> What needs to be done:
Print all the entries verbatim.

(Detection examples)
● ● ● ● ● ● ●

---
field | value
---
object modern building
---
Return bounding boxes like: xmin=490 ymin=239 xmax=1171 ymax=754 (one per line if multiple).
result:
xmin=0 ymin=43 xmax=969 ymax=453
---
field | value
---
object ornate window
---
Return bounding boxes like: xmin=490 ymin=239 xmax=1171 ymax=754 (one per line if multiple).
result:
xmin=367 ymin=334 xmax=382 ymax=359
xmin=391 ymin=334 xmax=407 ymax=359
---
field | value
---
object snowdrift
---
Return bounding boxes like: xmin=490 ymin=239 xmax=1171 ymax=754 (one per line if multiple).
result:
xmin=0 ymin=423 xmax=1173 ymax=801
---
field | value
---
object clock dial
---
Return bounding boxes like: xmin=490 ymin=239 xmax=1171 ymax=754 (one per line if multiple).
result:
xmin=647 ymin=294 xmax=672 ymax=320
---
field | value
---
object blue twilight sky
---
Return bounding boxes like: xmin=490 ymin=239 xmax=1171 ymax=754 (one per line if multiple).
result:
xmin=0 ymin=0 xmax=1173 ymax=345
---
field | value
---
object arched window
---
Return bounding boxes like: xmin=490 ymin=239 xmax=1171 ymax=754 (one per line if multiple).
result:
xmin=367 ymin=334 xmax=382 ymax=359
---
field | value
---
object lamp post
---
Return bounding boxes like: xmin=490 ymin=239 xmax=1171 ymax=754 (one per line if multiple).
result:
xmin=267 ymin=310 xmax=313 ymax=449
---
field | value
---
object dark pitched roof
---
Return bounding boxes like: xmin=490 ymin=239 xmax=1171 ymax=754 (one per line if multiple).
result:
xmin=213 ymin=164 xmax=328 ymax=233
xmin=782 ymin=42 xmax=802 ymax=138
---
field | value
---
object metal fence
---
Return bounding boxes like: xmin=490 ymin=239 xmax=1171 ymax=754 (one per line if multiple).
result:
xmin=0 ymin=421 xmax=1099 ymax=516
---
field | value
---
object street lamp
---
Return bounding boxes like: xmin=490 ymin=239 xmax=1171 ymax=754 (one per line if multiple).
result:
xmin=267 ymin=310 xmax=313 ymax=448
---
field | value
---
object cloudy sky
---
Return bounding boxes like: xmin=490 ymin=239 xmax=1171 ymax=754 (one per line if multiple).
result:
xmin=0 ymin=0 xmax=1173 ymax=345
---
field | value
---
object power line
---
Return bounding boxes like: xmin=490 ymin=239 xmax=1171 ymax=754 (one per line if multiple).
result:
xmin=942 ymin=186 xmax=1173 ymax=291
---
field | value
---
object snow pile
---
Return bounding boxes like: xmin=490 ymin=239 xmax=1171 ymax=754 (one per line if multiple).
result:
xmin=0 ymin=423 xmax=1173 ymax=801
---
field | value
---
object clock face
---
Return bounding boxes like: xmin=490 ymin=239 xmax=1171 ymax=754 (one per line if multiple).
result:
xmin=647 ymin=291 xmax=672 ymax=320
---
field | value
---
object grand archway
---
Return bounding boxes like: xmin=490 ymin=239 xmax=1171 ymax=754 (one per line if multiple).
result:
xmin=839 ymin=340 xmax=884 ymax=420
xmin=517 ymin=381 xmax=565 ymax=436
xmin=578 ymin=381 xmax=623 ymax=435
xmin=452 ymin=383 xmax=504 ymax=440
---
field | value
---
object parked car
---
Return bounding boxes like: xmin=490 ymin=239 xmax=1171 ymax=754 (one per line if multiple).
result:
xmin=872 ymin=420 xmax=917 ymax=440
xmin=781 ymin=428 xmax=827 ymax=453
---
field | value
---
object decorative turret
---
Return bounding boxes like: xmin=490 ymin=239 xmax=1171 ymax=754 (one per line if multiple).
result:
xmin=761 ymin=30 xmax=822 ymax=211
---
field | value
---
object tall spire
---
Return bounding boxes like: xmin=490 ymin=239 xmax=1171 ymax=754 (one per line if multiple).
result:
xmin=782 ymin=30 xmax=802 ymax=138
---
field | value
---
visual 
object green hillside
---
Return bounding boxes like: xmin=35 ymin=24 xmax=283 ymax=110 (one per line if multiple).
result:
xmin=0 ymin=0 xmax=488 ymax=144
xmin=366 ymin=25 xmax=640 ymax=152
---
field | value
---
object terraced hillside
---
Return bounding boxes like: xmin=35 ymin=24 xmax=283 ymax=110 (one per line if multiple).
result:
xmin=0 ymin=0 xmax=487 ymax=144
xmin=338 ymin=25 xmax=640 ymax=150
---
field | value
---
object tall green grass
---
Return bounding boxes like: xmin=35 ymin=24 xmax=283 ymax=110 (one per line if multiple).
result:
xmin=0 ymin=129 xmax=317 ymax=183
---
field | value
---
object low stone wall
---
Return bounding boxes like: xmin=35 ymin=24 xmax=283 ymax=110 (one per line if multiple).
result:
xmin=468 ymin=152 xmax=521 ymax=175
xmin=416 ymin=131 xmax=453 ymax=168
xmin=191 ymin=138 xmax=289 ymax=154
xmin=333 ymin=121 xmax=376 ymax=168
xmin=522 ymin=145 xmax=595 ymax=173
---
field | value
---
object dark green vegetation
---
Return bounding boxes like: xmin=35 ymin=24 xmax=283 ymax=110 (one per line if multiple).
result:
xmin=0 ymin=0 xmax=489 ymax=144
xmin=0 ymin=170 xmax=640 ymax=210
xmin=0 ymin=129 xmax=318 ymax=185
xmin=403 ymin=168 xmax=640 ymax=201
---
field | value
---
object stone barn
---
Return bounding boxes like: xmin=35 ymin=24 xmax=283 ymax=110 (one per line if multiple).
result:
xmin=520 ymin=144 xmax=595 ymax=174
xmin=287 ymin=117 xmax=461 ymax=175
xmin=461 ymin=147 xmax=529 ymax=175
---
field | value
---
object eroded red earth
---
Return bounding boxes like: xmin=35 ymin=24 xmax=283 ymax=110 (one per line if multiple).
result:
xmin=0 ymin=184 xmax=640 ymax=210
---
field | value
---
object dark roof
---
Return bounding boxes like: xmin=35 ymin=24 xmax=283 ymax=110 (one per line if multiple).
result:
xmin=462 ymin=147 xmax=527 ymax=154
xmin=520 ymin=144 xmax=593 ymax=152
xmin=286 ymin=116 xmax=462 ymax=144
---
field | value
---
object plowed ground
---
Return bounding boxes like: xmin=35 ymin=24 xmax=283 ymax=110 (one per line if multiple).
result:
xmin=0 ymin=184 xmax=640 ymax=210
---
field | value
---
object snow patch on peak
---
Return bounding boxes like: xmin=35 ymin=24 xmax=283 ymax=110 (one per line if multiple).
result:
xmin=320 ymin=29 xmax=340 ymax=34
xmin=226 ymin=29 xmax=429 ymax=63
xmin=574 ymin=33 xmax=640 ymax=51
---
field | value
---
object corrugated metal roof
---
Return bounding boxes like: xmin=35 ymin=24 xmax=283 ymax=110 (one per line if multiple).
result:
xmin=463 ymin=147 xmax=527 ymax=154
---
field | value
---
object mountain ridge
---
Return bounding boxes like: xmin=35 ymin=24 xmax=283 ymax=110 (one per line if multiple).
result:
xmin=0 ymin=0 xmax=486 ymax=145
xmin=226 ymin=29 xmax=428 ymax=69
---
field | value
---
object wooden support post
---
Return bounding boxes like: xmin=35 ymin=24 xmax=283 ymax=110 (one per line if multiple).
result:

● ● ● ● ● ● ●

> In response:
---
field | value
---
object modern building
---
Return bounding boxes like: xmin=490 ymin=239 xmax=1171 ymax=754 (one per line if multiple).
result:
xmin=0 ymin=43 xmax=969 ymax=453
---
field | value
---
object ornate window
---
Return bounding boxes like: xmin=490 ymin=239 xmax=1171 ymax=754 (one per line if multiple).
result:
xmin=367 ymin=334 xmax=382 ymax=359
xmin=391 ymin=334 xmax=407 ymax=359
---
field | value
---
object snowdrift
---
Return bounding boxes like: xmin=490 ymin=239 xmax=1171 ymax=754 (one per line if multiple).
result:
xmin=0 ymin=423 xmax=1173 ymax=801
---
field | value
---
object clock dial
---
Return bounding boxes like: xmin=490 ymin=239 xmax=1171 ymax=754 (one per line if multiple).
result:
xmin=647 ymin=294 xmax=672 ymax=320
---
field | value
---
object blue twilight sky
---
Return bounding boxes like: xmin=490 ymin=239 xmax=1171 ymax=754 (one per line if multiple).
result:
xmin=0 ymin=0 xmax=1173 ymax=345
---
field | value
---
object arched window
---
Return bounding boxes like: xmin=490 ymin=239 xmax=1171 ymax=754 (one per line if multiple).
result:
xmin=367 ymin=334 xmax=382 ymax=359
---
field | value
---
object lamp post
---
Return bounding boxes like: xmin=490 ymin=239 xmax=1171 ymax=754 (one per line if multiple).
result:
xmin=267 ymin=310 xmax=313 ymax=449
---
field | value
---
object dark pitched roof
---
Return bounding boxes like: xmin=490 ymin=239 xmax=1171 ymax=754 (one per line if multiple).
result:
xmin=213 ymin=164 xmax=328 ymax=233
xmin=782 ymin=42 xmax=802 ymax=138
---
field | value
---
object metal fence
---
Return bounding boxes like: xmin=490 ymin=239 xmax=1171 ymax=754 (one per line if multiple).
result:
xmin=0 ymin=421 xmax=1099 ymax=516
---
field | value
---
object street lamp
---
Return bounding boxes like: xmin=490 ymin=239 xmax=1171 ymax=754 (one per line if multiple).
result:
xmin=267 ymin=310 xmax=313 ymax=448
---
field | value
---
object cloudy sky
---
Return bounding boxes like: xmin=490 ymin=239 xmax=1171 ymax=754 (one per line if multiple).
result:
xmin=0 ymin=0 xmax=1173 ymax=345
---
field | value
---
object power line
---
Return bounding boxes like: xmin=490 ymin=239 xmax=1171 ymax=754 (one per line if multiple).
result:
xmin=942 ymin=186 xmax=1173 ymax=291
---
field | value
---
object snow pile
---
Return bounding boxes like: xmin=490 ymin=239 xmax=1171 ymax=754 (one per line if multiple).
result:
xmin=0 ymin=423 xmax=1173 ymax=801
---
field | value
---
object clock face
---
Return bounding boxes like: xmin=490 ymin=239 xmax=1171 ymax=754 (one per line if multiple).
result:
xmin=647 ymin=291 xmax=672 ymax=320
---
field | value
---
object grand archway
---
Return bounding boxes like: xmin=490 ymin=239 xmax=1171 ymax=754 (one per line if multiple).
result:
xmin=839 ymin=340 xmax=884 ymax=420
xmin=517 ymin=381 xmax=565 ymax=436
xmin=578 ymin=381 xmax=623 ymax=435
xmin=452 ymin=383 xmax=504 ymax=440
---
field | value
---
object parked car
---
Return bounding boxes like: xmin=490 ymin=239 xmax=1171 ymax=754 (one per line if multiple).
result:
xmin=872 ymin=420 xmax=917 ymax=440
xmin=781 ymin=428 xmax=827 ymax=453
---
field | value
---
object decorative turret
---
Return bounding boxes like: xmin=490 ymin=239 xmax=1171 ymax=754 (one per line if multiple).
result:
xmin=761 ymin=30 xmax=822 ymax=211
---
field | value
---
object tall spire
---
Return bounding boxes like: xmin=490 ymin=239 xmax=1171 ymax=754 (one per line if multiple).
result:
xmin=782 ymin=30 xmax=802 ymax=138
---
field | value
---
visual 
object green hillside
---
Return bounding boxes like: xmin=35 ymin=24 xmax=283 ymax=110 (one per line if multiple).
result:
xmin=0 ymin=0 xmax=488 ymax=144
xmin=366 ymin=25 xmax=640 ymax=152
---
field | value
---
object terraced hillside
---
Return bounding boxes like: xmin=35 ymin=24 xmax=283 ymax=110 (one per line if multiple).
result:
xmin=0 ymin=0 xmax=487 ymax=144
xmin=338 ymin=25 xmax=640 ymax=150
---
field | value
---
object tall green grass
---
Return bounding boxes like: xmin=35 ymin=24 xmax=283 ymax=110 (one per line if multiple).
result:
xmin=0 ymin=129 xmax=317 ymax=183
---
field | value
---
object low stone wall
---
Return bounding boxes like: xmin=35 ymin=24 xmax=283 ymax=110 (one per line if multiple).
result:
xmin=468 ymin=152 xmax=521 ymax=175
xmin=416 ymin=131 xmax=453 ymax=168
xmin=191 ymin=138 xmax=289 ymax=154
xmin=333 ymin=121 xmax=376 ymax=168
xmin=522 ymin=145 xmax=595 ymax=173
---
field | value
---
object dark green vegetation
---
Return bounding boxes like: xmin=35 ymin=24 xmax=283 ymax=110 (one per line if multiple).
result:
xmin=0 ymin=0 xmax=489 ymax=144
xmin=0 ymin=170 xmax=640 ymax=210
xmin=0 ymin=129 xmax=318 ymax=185
xmin=403 ymin=168 xmax=640 ymax=201
---
field | value
---
object stone barn
---
Return bounding boxes like: xmin=35 ymin=24 xmax=283 ymax=110 (one per line if multiple).
result:
xmin=520 ymin=144 xmax=595 ymax=174
xmin=287 ymin=117 xmax=461 ymax=175
xmin=461 ymin=147 xmax=529 ymax=175
---
field | value
---
object eroded red earth
---
Return bounding boxes like: xmin=35 ymin=24 xmax=283 ymax=110 (one per line if multiple).
result:
xmin=0 ymin=184 xmax=640 ymax=210
---
field | value
---
object dark roof
---
Return bounding boxes like: xmin=35 ymin=24 xmax=283 ymax=110 (one per line if multiple).
result:
xmin=462 ymin=147 xmax=527 ymax=154
xmin=520 ymin=144 xmax=593 ymax=152
xmin=286 ymin=116 xmax=462 ymax=144
---
field | value
---
object plowed ground
---
Return bounding boxes like: xmin=35 ymin=24 xmax=283 ymax=110 (one per line if multiple).
result:
xmin=0 ymin=184 xmax=640 ymax=210
---
field | value
---
object snow patch on peak
---
Return bounding boxes like: xmin=35 ymin=24 xmax=283 ymax=110 (one per line if multiple).
result:
xmin=320 ymin=29 xmax=340 ymax=34
xmin=226 ymin=29 xmax=429 ymax=63
xmin=574 ymin=33 xmax=640 ymax=51
---
field | value
---
object corrugated metal roof
---
Return bounding boxes like: xmin=35 ymin=24 xmax=283 ymax=110 (one per line if multiple).
result:
xmin=463 ymin=147 xmax=527 ymax=154
---
field | value
---
object mountain ridge
---
Return bounding boxes like: xmin=35 ymin=24 xmax=283 ymax=110 (one per line if multiple).
result:
xmin=0 ymin=0 xmax=486 ymax=145
xmin=226 ymin=29 xmax=428 ymax=69
---
field | value
---
object wooden support post
---
Return bounding boxes like: xmin=35 ymin=24 xmax=283 ymax=110 (one per line if multiple).
result:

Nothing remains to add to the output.